Job
Take the line containing "[pin] table with" and all lines after it to the end of the records, and output them exactly.

Supplied records
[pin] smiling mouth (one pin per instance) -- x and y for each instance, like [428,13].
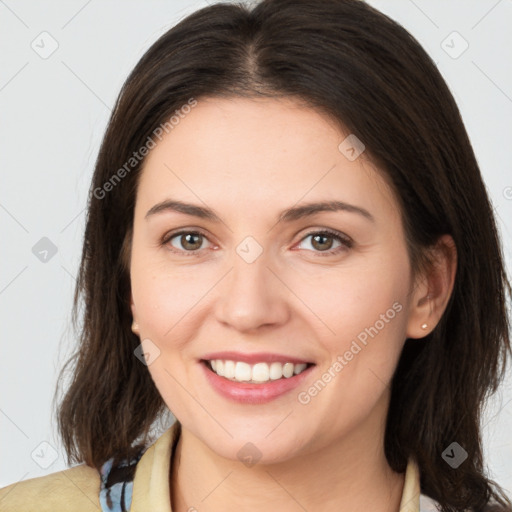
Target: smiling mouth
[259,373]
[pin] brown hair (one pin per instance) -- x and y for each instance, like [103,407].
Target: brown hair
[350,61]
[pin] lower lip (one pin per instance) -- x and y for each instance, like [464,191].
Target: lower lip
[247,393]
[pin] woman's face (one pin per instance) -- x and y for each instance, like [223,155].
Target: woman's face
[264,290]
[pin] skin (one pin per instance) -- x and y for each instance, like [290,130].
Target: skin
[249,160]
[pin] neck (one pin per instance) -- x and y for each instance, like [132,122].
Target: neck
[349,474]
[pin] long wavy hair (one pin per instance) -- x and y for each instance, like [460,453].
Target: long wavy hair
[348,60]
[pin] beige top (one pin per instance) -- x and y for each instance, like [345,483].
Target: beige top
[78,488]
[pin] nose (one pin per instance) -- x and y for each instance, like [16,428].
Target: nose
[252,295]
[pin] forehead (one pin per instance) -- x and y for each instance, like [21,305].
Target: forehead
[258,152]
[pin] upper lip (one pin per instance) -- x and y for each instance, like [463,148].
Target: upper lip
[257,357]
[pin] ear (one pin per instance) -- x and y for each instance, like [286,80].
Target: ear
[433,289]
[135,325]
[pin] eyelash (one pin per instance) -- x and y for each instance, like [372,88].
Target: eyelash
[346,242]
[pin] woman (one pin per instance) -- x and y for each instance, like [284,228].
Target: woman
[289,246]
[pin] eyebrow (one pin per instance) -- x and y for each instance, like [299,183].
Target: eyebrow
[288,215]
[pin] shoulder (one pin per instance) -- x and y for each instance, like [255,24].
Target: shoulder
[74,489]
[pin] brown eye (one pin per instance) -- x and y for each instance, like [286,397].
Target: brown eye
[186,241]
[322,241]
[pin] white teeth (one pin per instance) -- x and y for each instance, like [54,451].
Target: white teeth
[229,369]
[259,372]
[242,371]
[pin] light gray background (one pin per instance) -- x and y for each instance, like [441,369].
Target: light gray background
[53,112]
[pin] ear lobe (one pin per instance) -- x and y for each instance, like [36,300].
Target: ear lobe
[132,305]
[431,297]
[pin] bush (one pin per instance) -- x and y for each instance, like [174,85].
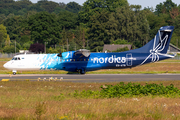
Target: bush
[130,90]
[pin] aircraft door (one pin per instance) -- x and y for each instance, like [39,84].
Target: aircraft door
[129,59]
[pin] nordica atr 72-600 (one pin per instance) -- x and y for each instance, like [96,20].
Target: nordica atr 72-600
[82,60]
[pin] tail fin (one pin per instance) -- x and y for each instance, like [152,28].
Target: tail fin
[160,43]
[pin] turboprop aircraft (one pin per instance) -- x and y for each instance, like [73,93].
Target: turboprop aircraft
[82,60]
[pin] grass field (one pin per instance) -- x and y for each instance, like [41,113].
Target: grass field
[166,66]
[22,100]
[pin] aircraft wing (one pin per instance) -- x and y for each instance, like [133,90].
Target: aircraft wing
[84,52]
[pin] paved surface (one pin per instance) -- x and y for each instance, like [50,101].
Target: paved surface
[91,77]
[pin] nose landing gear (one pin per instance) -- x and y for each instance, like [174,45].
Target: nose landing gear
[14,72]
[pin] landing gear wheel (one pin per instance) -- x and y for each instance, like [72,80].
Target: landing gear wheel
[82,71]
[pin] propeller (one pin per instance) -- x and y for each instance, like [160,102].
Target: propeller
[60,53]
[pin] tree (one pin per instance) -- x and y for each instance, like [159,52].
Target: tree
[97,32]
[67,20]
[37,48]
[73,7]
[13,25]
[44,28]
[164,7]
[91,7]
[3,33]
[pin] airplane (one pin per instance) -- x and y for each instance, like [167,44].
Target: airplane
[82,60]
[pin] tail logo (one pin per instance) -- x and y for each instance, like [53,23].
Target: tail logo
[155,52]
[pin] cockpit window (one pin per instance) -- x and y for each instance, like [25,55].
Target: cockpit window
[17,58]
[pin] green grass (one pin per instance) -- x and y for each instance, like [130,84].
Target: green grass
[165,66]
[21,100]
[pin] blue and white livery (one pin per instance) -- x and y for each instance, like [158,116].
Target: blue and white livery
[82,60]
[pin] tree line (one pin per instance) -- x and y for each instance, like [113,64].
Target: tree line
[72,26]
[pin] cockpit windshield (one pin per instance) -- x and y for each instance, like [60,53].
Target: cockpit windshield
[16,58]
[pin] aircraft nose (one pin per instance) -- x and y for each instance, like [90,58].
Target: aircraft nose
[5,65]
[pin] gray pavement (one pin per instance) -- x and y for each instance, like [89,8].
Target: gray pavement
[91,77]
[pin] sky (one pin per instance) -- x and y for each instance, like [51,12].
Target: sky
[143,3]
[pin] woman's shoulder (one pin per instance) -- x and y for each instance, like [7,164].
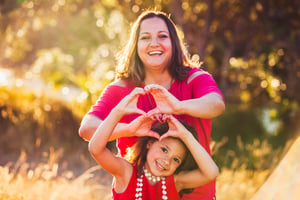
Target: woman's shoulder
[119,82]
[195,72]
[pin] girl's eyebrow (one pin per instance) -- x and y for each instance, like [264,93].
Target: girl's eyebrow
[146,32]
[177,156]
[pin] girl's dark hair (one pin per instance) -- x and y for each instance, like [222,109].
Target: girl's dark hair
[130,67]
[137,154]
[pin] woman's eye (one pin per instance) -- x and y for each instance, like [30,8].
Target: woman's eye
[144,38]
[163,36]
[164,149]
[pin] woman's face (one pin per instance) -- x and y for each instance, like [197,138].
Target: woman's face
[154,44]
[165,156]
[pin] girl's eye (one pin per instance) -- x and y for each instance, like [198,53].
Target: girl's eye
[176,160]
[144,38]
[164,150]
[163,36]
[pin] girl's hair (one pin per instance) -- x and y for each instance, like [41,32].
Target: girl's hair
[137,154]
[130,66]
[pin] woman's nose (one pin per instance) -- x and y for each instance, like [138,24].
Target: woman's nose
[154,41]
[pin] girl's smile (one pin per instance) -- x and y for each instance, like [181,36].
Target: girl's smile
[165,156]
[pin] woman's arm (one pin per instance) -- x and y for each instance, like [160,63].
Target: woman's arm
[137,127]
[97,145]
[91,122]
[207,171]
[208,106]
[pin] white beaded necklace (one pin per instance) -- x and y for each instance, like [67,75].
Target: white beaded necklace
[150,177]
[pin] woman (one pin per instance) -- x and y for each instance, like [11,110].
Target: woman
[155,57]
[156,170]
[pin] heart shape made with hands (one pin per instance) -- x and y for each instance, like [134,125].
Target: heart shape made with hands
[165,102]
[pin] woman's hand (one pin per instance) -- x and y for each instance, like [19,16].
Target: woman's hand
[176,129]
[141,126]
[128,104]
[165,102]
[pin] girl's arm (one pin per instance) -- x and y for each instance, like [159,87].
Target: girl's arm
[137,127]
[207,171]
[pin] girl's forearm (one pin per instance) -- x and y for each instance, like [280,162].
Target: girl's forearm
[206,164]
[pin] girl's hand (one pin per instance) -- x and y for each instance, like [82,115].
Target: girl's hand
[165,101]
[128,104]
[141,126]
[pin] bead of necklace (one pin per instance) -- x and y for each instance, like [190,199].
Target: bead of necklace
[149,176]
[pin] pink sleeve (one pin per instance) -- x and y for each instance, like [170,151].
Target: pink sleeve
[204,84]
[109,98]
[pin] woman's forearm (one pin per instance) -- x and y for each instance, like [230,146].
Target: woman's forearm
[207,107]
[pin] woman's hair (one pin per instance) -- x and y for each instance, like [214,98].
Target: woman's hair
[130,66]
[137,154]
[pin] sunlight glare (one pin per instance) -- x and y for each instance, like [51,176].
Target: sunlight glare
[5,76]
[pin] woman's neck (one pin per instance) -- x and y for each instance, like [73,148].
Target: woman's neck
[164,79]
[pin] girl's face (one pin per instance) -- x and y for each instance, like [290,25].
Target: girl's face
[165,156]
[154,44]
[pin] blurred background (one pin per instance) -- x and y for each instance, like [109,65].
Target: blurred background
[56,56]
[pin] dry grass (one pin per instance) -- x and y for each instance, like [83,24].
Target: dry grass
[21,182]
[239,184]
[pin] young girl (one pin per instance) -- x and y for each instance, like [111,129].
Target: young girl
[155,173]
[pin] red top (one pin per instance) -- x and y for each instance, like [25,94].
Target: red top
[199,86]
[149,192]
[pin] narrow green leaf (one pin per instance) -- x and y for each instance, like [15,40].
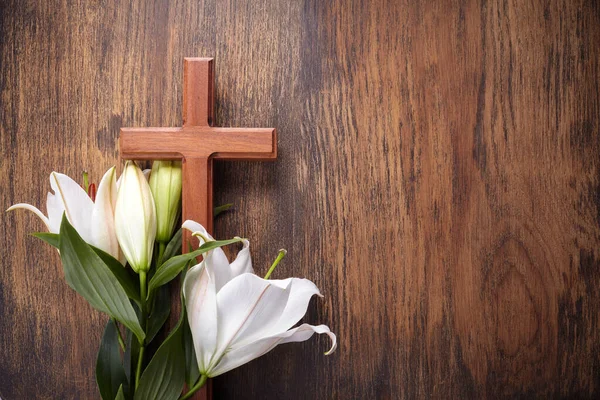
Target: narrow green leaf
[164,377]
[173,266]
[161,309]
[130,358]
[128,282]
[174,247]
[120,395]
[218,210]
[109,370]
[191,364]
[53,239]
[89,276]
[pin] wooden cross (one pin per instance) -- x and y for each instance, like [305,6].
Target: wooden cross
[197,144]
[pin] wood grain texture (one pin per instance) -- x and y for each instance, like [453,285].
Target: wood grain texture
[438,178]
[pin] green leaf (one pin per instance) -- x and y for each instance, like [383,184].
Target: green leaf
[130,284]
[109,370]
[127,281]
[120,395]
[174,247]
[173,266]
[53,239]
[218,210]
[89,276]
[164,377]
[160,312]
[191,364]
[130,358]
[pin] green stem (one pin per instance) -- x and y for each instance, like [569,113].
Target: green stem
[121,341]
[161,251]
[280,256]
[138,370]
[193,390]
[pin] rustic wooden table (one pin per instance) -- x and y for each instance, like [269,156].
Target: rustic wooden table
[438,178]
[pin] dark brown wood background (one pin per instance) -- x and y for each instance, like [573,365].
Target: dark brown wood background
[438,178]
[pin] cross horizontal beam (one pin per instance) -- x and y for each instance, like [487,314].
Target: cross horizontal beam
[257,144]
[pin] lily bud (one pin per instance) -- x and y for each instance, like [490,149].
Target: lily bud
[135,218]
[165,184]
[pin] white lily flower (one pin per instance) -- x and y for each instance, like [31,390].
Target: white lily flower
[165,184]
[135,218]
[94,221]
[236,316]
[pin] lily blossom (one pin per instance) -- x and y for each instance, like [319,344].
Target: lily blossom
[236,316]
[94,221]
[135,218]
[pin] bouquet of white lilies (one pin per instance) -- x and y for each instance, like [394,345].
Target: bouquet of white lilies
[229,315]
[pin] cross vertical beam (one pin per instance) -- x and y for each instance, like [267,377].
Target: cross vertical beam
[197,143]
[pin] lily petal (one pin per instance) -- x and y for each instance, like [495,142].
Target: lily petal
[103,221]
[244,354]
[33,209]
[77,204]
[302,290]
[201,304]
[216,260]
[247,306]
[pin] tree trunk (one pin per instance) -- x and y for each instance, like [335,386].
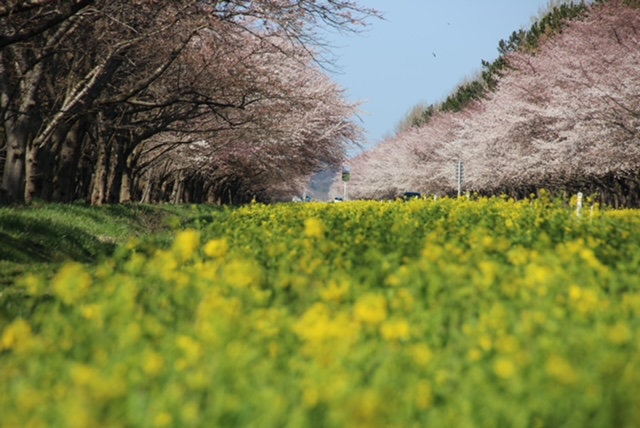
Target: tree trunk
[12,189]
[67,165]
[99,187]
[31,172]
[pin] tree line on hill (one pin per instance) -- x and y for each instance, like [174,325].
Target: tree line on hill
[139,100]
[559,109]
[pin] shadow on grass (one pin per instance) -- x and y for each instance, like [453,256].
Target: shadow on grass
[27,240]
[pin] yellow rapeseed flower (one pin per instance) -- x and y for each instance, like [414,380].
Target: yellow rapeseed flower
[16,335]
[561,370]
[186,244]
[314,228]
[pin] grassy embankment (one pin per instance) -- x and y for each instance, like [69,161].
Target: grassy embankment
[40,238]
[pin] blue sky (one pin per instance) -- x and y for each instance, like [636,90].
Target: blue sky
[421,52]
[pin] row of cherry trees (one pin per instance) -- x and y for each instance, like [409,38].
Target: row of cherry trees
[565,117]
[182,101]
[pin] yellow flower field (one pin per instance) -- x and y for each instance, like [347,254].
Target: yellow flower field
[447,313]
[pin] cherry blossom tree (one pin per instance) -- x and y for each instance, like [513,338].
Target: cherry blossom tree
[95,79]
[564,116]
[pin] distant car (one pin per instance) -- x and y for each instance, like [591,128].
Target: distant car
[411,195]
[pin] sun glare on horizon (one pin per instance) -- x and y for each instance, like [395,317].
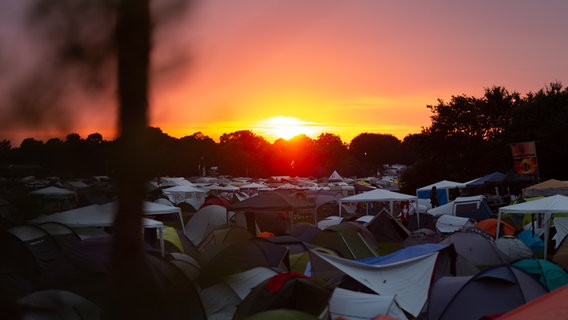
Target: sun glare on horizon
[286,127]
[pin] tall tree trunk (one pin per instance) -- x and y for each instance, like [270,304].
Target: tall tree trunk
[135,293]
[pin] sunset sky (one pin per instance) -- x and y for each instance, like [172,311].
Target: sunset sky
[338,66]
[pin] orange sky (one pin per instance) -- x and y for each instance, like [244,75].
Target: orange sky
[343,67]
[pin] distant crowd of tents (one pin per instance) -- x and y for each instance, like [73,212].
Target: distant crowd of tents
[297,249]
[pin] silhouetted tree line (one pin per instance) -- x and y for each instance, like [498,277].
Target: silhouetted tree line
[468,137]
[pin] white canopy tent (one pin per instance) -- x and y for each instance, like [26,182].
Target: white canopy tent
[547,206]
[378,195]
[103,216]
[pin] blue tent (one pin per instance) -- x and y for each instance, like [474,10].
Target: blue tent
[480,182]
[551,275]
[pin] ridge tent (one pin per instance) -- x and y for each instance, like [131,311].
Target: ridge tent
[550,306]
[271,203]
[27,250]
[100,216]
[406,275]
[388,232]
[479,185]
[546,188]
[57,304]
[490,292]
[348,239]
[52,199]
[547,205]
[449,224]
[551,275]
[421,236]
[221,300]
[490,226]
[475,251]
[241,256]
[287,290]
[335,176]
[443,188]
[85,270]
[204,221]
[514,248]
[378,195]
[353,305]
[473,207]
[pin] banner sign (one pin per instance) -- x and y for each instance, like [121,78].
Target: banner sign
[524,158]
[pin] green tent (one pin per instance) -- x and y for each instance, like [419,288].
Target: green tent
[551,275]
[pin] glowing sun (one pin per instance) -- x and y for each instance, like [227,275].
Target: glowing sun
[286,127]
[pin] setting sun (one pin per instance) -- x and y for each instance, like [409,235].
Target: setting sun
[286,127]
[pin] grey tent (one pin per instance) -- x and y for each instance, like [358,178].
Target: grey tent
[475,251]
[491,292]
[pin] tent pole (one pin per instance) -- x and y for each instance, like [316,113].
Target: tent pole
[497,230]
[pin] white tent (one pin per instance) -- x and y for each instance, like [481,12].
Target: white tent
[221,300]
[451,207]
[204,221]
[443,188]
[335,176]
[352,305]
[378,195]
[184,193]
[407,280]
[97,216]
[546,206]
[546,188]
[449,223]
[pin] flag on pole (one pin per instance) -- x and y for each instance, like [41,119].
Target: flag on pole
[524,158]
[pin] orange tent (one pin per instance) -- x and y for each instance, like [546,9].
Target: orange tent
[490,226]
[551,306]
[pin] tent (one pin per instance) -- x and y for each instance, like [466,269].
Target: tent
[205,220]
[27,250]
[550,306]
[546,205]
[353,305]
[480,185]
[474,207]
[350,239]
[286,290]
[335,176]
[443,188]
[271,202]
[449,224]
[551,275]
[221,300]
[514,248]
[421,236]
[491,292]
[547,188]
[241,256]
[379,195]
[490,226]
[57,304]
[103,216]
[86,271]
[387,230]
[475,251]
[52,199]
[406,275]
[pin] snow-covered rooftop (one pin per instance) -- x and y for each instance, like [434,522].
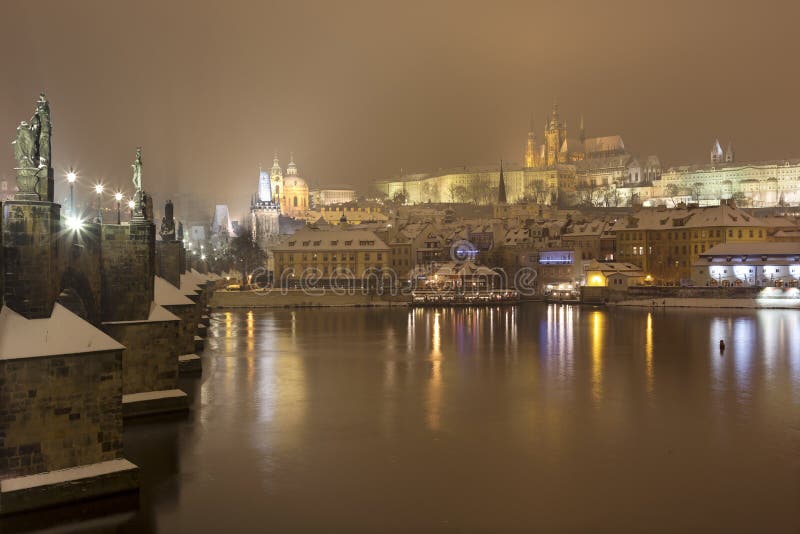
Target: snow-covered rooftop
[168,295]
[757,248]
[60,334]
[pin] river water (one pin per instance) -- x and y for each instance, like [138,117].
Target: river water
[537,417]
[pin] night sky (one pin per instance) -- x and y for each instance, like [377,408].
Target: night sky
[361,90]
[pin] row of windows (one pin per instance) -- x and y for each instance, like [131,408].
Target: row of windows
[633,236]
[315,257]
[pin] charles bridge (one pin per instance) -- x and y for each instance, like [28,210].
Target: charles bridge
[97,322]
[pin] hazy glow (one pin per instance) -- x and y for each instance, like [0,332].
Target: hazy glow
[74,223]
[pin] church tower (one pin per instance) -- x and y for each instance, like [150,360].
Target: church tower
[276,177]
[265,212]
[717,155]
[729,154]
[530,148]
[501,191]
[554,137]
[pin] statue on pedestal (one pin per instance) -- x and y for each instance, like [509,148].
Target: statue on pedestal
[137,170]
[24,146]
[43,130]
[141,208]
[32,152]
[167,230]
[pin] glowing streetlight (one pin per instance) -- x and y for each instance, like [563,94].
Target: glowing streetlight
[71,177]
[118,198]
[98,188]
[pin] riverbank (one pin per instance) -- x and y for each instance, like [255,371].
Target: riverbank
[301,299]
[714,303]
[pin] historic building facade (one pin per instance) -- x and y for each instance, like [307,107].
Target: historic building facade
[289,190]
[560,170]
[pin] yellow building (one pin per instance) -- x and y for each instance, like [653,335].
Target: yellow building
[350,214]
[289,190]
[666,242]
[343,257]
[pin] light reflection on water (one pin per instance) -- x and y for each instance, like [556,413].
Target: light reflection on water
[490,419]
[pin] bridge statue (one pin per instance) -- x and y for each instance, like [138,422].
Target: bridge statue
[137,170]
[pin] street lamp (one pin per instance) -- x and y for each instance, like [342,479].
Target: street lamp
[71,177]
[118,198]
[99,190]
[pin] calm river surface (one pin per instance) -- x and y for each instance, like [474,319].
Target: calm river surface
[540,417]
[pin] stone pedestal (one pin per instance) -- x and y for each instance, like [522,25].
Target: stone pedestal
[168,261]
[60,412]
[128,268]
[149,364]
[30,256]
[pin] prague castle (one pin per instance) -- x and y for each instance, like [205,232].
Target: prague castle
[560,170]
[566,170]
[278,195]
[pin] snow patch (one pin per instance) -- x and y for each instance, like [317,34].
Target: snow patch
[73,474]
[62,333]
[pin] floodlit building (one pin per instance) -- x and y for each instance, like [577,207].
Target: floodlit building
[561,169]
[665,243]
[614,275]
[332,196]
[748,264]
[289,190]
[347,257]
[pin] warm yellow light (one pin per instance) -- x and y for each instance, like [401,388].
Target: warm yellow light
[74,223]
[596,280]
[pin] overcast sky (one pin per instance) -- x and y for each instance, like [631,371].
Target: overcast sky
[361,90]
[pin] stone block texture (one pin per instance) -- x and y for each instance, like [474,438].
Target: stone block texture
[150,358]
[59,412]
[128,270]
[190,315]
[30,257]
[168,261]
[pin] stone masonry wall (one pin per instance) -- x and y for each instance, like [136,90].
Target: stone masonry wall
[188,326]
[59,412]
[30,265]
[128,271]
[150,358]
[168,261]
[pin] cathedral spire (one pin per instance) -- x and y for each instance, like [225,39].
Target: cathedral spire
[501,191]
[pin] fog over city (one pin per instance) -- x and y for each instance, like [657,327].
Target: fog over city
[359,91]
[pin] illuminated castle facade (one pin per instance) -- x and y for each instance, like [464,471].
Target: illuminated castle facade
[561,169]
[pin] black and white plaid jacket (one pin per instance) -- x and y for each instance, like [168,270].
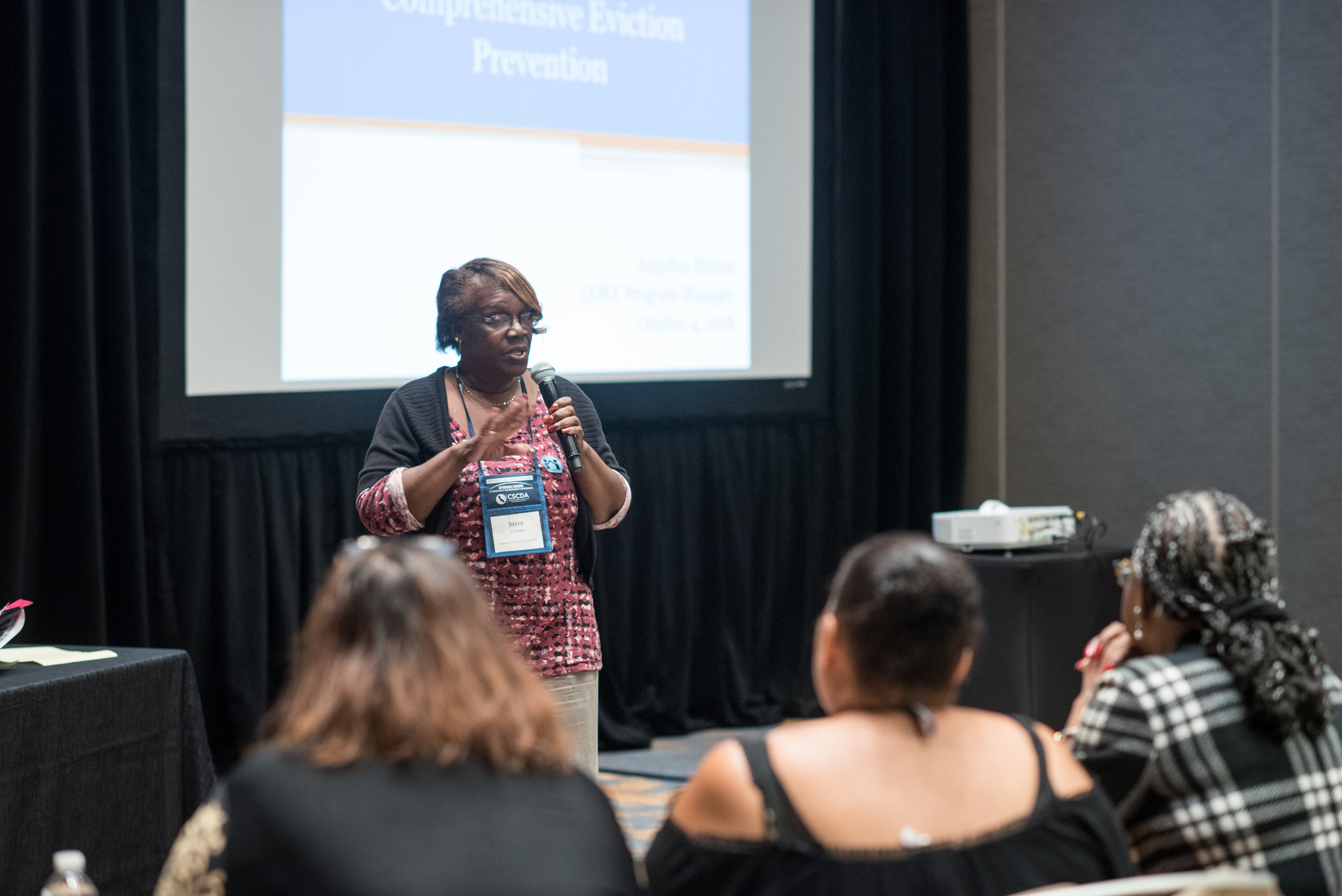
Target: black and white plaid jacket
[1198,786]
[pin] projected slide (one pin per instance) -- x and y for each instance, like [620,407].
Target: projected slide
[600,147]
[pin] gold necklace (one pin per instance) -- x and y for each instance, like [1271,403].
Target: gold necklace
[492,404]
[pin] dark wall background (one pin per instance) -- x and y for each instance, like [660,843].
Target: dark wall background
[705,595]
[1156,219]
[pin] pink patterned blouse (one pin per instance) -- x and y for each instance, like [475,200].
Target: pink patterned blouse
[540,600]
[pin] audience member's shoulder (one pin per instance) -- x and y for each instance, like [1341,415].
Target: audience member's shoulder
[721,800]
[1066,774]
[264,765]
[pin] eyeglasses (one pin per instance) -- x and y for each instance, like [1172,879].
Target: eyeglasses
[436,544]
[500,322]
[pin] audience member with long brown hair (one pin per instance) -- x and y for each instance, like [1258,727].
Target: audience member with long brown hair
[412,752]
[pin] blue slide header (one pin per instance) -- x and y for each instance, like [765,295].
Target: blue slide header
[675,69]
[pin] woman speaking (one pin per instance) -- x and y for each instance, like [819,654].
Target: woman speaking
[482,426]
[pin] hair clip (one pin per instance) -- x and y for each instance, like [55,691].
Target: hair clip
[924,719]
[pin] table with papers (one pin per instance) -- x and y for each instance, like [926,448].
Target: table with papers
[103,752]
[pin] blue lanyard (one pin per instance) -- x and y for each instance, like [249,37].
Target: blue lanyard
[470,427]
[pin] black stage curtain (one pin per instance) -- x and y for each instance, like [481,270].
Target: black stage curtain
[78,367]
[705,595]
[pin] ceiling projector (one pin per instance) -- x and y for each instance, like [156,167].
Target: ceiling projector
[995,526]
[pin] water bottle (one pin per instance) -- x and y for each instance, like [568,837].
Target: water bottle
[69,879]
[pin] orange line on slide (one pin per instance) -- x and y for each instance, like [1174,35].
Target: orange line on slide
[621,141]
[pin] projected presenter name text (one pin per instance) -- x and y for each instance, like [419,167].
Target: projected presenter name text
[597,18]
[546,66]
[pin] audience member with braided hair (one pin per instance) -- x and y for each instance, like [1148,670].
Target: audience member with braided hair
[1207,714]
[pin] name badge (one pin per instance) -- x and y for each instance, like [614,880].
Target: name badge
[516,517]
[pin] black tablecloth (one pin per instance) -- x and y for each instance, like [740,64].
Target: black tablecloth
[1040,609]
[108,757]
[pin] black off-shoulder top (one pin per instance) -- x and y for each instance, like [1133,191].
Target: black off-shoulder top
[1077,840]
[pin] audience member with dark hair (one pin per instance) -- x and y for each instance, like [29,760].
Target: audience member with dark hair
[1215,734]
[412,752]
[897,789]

Solved exercise
[pin] table with papers (one pin per instance) -- x and y for each instance, like [926,448].
Target: table with papers
[103,752]
[pin] blue lanyard (one pin per instance) -- x and y for each instance, like [249,37].
Target: blue lanyard
[470,427]
[pin] black stage curtain (one pin per instance) -- x and y for each instance, like [481,270].
Target: black stage curtain
[78,367]
[705,595]
[pin] ceiling projector (one pin per instance) -- x and y for each instance, like [156,167].
Target: ceiling projector
[995,526]
[pin] water bottle (one pin per instance) -- x and y for each instance, like [568,837].
Target: water bottle
[69,879]
[pin] orange line on slide (one pin per instance) -- x and y for each instance, like [1174,35].
Target: orange line on slide
[621,141]
[pin] projected presenter name text (one pin per instance) -- x and y for each instance, like [419,167].
Target: projected presenter name text
[597,18]
[546,66]
[pin] audience member with braided hair (one pin per instance) -- x and y for each instance, like [1148,670].
Target: audience member with braided hair
[1207,714]
[pin] name badge (one pin per instance) -- x and y for each instance, like [614,880].
Target: name badge
[516,517]
[pin] black tablecloth (one pin per instance) -- x and y for each instance, like [740,64].
Target: black tablecloth
[1040,609]
[108,757]
[pin] black off-shoulder top (one pin per instance) -- x and y for each instance, like [1133,191].
Target: black off-shoulder top
[1077,840]
[pin] audience member with dark hair (one pin per instance) -- x and y for each instance, like [29,760].
Target: audience member with dark hair
[1215,734]
[412,752]
[897,789]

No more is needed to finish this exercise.